Aufgabenstellung >> Aktualisieren Sie die folgenden Datensätze, indem Sie überall „Target“ durch „Label“ ersetzen und alles andere unverändert lassen. Geben Sie die Bilder in der Antwort nicht mit aus.

■ ■ ■

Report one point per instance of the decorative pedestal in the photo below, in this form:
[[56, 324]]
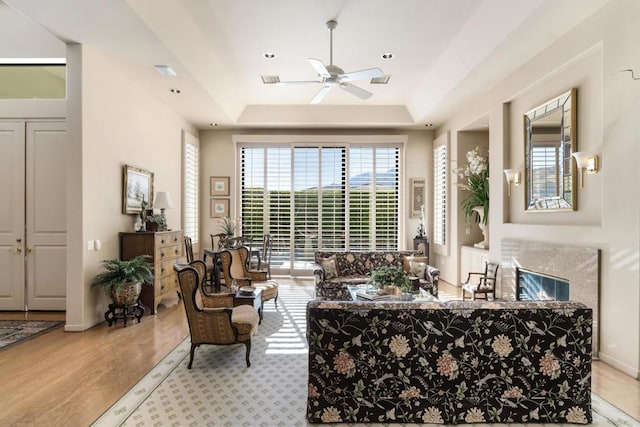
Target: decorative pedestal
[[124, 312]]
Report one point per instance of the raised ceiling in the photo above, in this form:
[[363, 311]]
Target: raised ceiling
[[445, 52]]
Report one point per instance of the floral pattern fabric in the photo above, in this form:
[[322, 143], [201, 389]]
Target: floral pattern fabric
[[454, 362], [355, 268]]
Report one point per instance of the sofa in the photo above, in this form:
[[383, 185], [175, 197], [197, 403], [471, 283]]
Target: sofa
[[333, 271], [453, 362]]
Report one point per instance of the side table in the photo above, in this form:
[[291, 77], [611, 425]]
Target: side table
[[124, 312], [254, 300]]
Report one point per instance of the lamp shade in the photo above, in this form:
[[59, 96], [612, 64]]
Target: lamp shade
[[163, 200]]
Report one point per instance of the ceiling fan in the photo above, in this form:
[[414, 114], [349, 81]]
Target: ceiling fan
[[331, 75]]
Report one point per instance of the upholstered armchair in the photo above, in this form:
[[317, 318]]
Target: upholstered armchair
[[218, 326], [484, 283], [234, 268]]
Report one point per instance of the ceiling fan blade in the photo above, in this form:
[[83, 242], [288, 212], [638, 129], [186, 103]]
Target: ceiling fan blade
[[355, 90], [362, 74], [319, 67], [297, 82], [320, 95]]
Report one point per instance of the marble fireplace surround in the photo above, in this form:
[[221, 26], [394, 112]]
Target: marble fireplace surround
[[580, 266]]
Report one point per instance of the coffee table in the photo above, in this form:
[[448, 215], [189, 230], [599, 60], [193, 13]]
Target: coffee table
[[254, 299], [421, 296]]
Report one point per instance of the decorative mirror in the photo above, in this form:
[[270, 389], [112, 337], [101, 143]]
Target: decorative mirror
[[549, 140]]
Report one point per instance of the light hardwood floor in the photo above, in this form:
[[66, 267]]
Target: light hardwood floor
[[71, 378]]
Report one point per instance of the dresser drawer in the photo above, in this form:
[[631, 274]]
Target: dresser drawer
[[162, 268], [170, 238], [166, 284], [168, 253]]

■ ■ ■

Lösung der Aufgabe >>
Report one point per instance of the decorative pedestal in the photo below, in this form:
[[56, 324]]
Label: decorative pedestal
[[124, 312]]
Report one point per instance of the raised ceiling in the photo above, in this form:
[[363, 311]]
Label: raised ceiling
[[445, 52]]
Report one point per instance of the floral pattern fabric in the photo above, in this form:
[[322, 143], [201, 389]]
Label: floral pattern fabric
[[454, 362], [355, 268]]
Report one point per instance of the sofa in the photo above, in this form:
[[383, 185], [175, 197], [197, 403], [471, 283]]
Label: sofa
[[333, 271], [453, 362]]
Report one point per instance of the side table in the photo above, in this form:
[[291, 77], [611, 425]]
Label: side table
[[124, 312], [254, 300]]
Report one point per instance of the lamp shade in the photo above, in this form:
[[59, 96], [612, 64]]
Label: lamp shade
[[163, 200]]
Report one point per instance of the ceiling fan in the photo above, in this form:
[[414, 114], [349, 81]]
Label: ceiling fan
[[331, 75]]
Report one point per instance of the upholstered armchair in the photo above, in this form:
[[317, 318]]
Label: upholstered armchair
[[218, 326], [484, 283], [234, 268]]
Report one point per instance of the ceiling fan blade in the photo above, in this form:
[[83, 242], [288, 212], [638, 129], [186, 103]]
Label: ceiling fan blade
[[355, 90], [362, 74], [319, 67], [297, 82], [320, 95]]
Report one point per instance of the marble fireplace surround in the photo above, in this form:
[[221, 26], [394, 112]]
Label: marble fireplace surround
[[580, 266]]
Report one point per instance of the coffee table in the photo above, in this form:
[[448, 215], [189, 230], [599, 60], [193, 13]]
Label: coffee table
[[254, 299], [421, 296]]
Report one point per instance of the decorative mirror in the photo above, in this form:
[[270, 389], [112, 337], [101, 143]]
Label: decorative mirror
[[549, 140]]
Report one point per instance of the light hardwood floor in the photo above, in this form:
[[66, 267]]
Label: light hardwood floor
[[71, 378]]
Report one point per instance of the dresser drawer in the photo above, in this form:
[[631, 274]]
Label: dresser drawer
[[162, 268], [170, 238], [166, 284], [168, 253]]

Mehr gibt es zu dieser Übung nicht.